Problem: The full listing, returned exactly and free of pictures, is the expected answer.

---------------

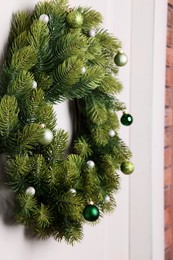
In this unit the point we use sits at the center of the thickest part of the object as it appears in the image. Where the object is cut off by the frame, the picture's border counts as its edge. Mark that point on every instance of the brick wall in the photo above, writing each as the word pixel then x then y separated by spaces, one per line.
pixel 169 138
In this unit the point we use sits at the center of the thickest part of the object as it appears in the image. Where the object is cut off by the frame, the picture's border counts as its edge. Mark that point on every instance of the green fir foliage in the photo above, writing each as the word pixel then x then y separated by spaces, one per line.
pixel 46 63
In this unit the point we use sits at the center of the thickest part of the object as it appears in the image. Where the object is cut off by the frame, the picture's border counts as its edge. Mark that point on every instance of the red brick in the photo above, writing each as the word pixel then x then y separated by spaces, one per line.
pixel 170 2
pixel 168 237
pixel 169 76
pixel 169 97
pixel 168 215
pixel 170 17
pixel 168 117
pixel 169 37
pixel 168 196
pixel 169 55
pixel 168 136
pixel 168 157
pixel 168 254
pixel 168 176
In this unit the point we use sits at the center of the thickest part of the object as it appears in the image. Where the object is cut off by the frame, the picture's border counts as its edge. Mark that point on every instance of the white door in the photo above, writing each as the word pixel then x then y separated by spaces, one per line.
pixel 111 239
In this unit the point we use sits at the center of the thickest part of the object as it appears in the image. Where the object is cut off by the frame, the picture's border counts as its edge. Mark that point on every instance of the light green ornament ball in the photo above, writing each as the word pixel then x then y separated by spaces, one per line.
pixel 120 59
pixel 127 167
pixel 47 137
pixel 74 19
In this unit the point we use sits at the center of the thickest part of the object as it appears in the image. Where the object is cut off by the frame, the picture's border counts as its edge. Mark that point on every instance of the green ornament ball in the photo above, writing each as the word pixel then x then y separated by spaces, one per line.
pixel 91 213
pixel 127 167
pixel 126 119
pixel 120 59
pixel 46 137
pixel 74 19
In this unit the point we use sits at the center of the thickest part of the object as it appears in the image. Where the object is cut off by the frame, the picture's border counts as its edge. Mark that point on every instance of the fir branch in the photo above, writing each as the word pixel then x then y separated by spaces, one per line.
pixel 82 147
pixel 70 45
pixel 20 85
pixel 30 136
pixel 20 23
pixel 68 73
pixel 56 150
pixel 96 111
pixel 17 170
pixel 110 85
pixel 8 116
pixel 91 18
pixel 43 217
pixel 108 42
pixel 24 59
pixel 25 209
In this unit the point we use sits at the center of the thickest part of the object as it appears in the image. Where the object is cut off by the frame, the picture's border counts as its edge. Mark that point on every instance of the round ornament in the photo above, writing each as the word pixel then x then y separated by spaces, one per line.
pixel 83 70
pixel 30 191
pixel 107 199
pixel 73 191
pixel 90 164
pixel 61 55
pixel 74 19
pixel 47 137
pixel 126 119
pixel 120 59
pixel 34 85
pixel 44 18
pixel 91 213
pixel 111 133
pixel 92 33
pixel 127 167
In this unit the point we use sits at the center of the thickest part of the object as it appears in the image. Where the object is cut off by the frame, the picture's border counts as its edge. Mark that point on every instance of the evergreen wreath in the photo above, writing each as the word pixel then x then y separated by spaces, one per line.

---------------

Task response:
In this unit the point we use sits at the center of the thickest part of the object as it appears in the image. Where the object is cut off by the frame, the picture's border counts as its edge. Mark that point on every instance of the brick wall in the photo above, writing each as the word pixel then x then y separated by spaces, one per line.
pixel 169 138
In this unit the point we use sits at the center of the thickest part of the object as it appears in the image. Where the object is cut off by the frame, the picture's border counts as its edge. Mark that point on every instance of the green fir foliage in the photo above, writing each as the word pixel then x then y separated by spaces, one per line.
pixel 46 63
In this unit the point we use sits at the center of the thickest part of the object as it appears in the image. Where the object is cut off by the frame, the picture's border counts as its edge. Mark that point on every instance of the red brick in the photo above, writing each as the word pixel then x then y separated by spaces, one per line.
pixel 170 2
pixel 168 237
pixel 169 76
pixel 169 97
pixel 168 215
pixel 170 17
pixel 168 117
pixel 169 37
pixel 168 196
pixel 169 55
pixel 168 136
pixel 168 157
pixel 168 254
pixel 168 176
In this unit the point we use sits at the center of the thickest part of the object as it appears in the image. Where the object is cut off by the frame, the picture's border counts as its edge. Mark that point on every instance of the white door in the photo above, writing each as the word pixel then x then y separated by spaces, one per line.
pixel 111 239
In this unit the point we use sits at the center of the thickest part of the object as it appears in the image. Where the object is cut off by the frame, the picture's border counts as its edge. Mark that point on every instance of the light green ornament ball in the photo above, writing each as the word pixel then x then y separated by spaces, one per line.
pixel 120 59
pixel 127 167
pixel 47 137
pixel 74 19
In this unit the point we use sits at the center of the thickest part of the object as it appears in the image. Where the object is cut off by the frame, the picture's border counts as its edge. Mark that point on every instance of the green ornament ball in the photo above, writing each as the word pixel then x then y separated by spaces, one per line.
pixel 91 213
pixel 127 167
pixel 126 119
pixel 120 59
pixel 46 137
pixel 74 19
In this unit the point we use sits at the center of the thickest part of the object as it appears in the image. Where the object is cut off by the frame, the picture's border counts as its edge. Mark that point on every instance of the fir branch in the photo above, writing each as the word pixel then x then y separated by spaces, one per line.
pixel 82 147
pixel 70 45
pixel 20 85
pixel 30 136
pixel 20 23
pixel 68 73
pixel 56 150
pixel 96 111
pixel 17 170
pixel 110 85
pixel 8 116
pixel 91 18
pixel 43 217
pixel 108 42
pixel 24 59
pixel 25 209
In this unit the point we use sits at the center of the thickest part of the object as it appears in the image. Where the object is cut off by the frame, the picture's border counts as its edge. Mark that point on every instance of the round ornament in the photo above, writing each as the word pixel then x then y separated by spaces, one per line.
pixel 83 70
pixel 30 191
pixel 107 199
pixel 73 191
pixel 90 164
pixel 61 55
pixel 74 19
pixel 47 137
pixel 126 119
pixel 120 59
pixel 34 85
pixel 44 18
pixel 91 213
pixel 111 133
pixel 92 33
pixel 127 167
In this unit the point we use sits at the center of the thickest part of the object as it appears in the image. Where the object is cut off by the frame, the picture's border counts as its edge. Mark that point on every instance of the evergreen wreath in the photo above, writing each as the word pixel then x then y separated by spaces, one per line.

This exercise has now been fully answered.